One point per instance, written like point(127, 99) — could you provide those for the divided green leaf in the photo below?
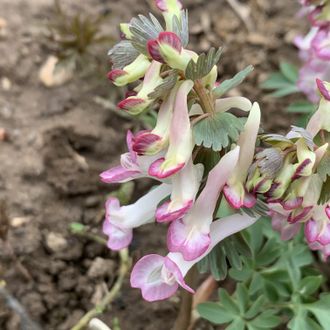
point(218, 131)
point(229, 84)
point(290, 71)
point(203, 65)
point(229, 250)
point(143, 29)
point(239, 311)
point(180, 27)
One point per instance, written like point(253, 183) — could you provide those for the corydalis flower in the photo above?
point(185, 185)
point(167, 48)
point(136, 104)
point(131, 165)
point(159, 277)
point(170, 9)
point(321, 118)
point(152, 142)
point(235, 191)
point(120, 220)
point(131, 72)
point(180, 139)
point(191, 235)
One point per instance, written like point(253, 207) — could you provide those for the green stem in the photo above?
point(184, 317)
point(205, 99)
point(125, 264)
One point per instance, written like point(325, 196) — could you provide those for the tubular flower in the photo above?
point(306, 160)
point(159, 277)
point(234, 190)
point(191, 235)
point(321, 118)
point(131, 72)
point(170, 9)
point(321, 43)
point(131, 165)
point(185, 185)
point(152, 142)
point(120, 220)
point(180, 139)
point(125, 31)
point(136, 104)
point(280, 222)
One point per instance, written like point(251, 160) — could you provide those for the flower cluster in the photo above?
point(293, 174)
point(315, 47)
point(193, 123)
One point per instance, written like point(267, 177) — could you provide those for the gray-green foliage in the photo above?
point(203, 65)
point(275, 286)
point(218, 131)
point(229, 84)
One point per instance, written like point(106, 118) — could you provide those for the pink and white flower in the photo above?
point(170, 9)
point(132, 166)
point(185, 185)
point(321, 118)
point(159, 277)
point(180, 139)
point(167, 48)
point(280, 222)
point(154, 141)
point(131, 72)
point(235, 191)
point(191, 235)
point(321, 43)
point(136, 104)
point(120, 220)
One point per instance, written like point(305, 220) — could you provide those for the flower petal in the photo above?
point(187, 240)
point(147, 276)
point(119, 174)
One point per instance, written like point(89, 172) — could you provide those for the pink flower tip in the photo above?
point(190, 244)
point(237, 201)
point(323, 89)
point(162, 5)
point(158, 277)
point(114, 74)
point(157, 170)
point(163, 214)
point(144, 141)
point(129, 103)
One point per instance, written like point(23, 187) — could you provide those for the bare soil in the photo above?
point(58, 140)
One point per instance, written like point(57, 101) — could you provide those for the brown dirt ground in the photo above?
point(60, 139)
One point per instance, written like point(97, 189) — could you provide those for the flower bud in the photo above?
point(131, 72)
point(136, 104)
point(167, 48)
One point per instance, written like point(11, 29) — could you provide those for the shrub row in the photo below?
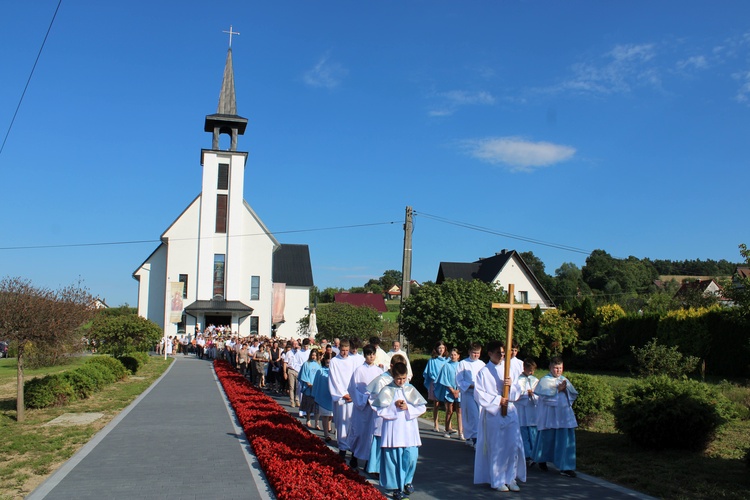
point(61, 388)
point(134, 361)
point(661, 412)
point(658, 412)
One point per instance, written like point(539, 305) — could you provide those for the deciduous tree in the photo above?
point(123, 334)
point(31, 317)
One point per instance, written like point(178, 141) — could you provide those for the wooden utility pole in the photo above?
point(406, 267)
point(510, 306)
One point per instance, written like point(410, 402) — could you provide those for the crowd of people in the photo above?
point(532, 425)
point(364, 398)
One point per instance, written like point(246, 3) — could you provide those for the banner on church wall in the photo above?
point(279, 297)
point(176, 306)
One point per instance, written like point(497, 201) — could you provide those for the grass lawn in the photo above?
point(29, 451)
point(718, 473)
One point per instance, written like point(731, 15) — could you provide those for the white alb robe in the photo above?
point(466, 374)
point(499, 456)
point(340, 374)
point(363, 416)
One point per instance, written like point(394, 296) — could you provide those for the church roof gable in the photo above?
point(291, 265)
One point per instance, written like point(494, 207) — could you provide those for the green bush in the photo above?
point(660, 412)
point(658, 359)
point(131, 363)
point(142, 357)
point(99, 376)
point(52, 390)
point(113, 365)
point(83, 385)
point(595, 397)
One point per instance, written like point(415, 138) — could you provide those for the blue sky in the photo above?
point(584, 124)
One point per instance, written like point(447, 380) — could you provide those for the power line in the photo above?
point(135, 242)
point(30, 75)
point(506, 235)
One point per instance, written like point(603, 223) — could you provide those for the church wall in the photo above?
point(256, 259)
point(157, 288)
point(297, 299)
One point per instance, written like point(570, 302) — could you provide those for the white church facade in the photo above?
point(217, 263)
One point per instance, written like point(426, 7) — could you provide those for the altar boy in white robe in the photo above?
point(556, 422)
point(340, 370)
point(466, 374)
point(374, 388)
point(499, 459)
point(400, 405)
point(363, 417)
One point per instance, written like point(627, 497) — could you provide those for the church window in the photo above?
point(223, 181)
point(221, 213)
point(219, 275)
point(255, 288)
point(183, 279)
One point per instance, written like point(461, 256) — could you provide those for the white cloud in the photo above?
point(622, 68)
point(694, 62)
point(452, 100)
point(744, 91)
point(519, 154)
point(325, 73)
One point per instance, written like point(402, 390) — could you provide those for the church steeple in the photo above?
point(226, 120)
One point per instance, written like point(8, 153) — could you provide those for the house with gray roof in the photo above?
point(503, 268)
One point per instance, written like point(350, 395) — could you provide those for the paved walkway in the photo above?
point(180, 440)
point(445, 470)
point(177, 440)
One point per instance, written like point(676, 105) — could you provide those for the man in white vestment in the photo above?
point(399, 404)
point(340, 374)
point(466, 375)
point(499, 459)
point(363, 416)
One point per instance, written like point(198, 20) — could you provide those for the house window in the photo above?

* * *

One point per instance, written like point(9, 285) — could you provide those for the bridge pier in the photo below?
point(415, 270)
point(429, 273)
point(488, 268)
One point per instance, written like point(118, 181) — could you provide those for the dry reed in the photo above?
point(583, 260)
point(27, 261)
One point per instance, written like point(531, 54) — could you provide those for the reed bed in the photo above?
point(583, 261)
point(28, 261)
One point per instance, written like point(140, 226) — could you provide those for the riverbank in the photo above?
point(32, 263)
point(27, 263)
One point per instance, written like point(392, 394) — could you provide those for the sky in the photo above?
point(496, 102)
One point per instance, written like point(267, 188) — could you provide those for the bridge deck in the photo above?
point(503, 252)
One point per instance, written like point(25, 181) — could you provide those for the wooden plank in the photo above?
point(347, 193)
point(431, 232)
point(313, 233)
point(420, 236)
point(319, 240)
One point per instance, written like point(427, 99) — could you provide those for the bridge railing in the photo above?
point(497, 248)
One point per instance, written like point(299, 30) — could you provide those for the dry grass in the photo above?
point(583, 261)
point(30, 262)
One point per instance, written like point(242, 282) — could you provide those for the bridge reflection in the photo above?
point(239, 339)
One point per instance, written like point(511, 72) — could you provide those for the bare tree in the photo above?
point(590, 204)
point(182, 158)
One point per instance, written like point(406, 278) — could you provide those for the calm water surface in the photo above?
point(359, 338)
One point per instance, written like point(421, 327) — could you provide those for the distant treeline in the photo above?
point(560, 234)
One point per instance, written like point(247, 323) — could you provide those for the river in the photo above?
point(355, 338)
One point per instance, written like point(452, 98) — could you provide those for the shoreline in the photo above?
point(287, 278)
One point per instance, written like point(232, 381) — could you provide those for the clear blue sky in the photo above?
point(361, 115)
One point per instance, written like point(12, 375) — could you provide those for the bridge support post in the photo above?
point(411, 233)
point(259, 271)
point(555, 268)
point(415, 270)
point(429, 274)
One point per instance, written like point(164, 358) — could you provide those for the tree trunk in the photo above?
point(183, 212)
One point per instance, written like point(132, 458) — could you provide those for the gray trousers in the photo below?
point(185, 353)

--

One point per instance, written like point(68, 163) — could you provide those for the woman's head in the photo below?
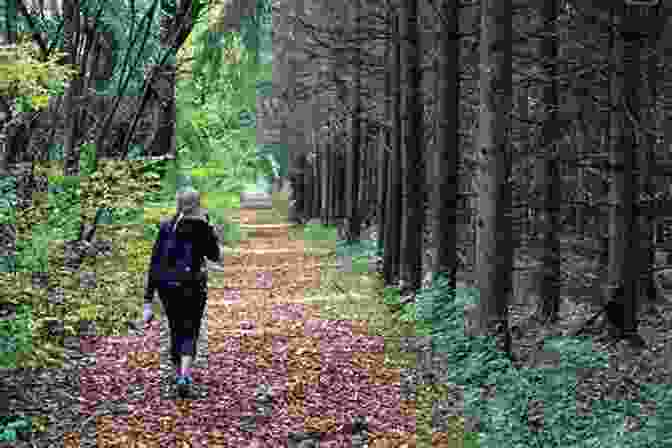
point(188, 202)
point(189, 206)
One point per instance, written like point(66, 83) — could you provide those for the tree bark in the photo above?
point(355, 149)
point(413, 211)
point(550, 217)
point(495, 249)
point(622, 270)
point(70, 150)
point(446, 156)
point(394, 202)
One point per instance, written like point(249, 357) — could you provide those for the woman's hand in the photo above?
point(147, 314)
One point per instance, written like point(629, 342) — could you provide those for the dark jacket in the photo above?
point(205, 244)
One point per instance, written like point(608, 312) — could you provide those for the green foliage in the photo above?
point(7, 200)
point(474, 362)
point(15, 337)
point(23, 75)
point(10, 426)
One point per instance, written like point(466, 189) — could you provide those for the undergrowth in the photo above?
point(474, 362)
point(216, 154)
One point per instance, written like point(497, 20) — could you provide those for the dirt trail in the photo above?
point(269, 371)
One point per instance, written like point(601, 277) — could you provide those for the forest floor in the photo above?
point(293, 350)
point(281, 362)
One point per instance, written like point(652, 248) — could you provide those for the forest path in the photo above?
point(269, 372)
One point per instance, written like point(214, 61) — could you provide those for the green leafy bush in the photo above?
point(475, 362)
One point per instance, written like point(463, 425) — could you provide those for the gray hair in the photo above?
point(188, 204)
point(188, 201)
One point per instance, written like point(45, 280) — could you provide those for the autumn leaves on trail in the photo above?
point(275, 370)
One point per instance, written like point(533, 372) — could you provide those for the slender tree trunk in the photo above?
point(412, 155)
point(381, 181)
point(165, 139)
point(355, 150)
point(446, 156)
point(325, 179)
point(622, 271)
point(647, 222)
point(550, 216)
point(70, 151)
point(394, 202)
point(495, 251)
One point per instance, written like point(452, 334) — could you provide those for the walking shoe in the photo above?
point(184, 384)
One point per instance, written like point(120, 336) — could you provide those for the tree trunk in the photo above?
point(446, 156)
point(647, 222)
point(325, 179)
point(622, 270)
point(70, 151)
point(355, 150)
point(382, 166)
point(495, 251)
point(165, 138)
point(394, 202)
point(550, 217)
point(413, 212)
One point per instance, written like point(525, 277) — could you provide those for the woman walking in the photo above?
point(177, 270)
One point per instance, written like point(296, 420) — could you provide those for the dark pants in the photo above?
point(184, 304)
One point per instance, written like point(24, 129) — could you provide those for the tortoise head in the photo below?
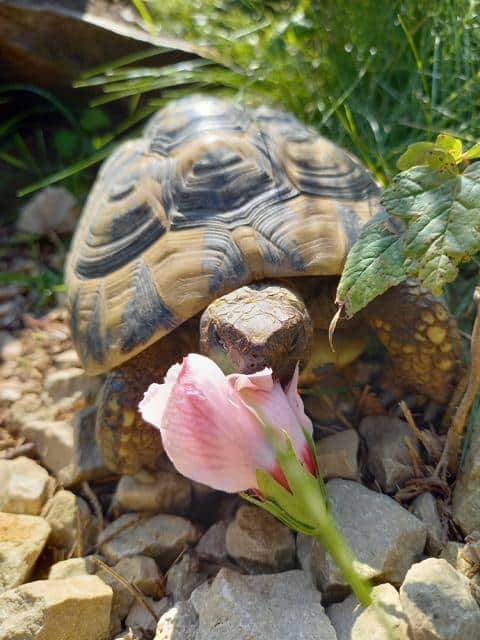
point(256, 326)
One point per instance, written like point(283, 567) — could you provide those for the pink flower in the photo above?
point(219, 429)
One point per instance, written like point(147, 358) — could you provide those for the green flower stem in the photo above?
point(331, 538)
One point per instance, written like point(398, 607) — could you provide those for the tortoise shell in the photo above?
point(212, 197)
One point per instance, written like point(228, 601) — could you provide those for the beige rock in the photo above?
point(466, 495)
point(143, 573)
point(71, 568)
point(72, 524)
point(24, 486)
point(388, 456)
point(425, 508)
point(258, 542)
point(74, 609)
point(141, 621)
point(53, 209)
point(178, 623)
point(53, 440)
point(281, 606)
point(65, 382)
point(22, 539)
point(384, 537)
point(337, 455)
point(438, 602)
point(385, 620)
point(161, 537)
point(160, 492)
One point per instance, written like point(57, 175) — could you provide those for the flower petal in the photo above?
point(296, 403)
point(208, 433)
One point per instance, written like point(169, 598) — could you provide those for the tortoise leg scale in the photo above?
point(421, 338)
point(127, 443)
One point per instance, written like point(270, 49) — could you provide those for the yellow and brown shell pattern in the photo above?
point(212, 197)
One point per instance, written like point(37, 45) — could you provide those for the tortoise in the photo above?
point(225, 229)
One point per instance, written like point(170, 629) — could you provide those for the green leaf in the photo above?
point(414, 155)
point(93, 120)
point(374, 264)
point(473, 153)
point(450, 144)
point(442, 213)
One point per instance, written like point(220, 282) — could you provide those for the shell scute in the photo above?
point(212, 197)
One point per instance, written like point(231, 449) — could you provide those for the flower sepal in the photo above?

**BRIEF:**
Rewrite the items above as a JSON list of strings with one string per line and no blank lines. Cover the lines from the one with "One point per instance, written like point(57, 175)" up to and including the one with "One point per instance, written like point(231, 449)".

**WORKED ANSWER:**
[
  "One point per instance, written like point(57, 175) — could you provide those for the flower petal in the photo above?",
  "point(296, 403)",
  "point(208, 433)",
  "One point per instance, written like point(169, 598) — could you provide those for the tortoise leg scale in the photo above?",
  "point(421, 338)",
  "point(127, 443)",
  "One point per instance, written like point(270, 49) — could you provide those for the yellow and brown shell pattern in the photo above?",
  "point(212, 197)",
  "One point per instance, written like point(37, 45) — could you provide those for the tortoise in the photo above?",
  "point(225, 229)",
  "One point per instance, written like point(170, 629) — could you provide those for the green leaf in the photo above?",
  "point(414, 155)",
  "point(93, 120)",
  "point(374, 264)",
  "point(473, 153)",
  "point(450, 144)",
  "point(442, 213)",
  "One point per instance, written like point(220, 282) — could you provide those for the shell scute in the photo above?",
  "point(212, 197)",
  "One point per instance, written like point(231, 449) — could you provide those for the flower sepal in the photo above?"
]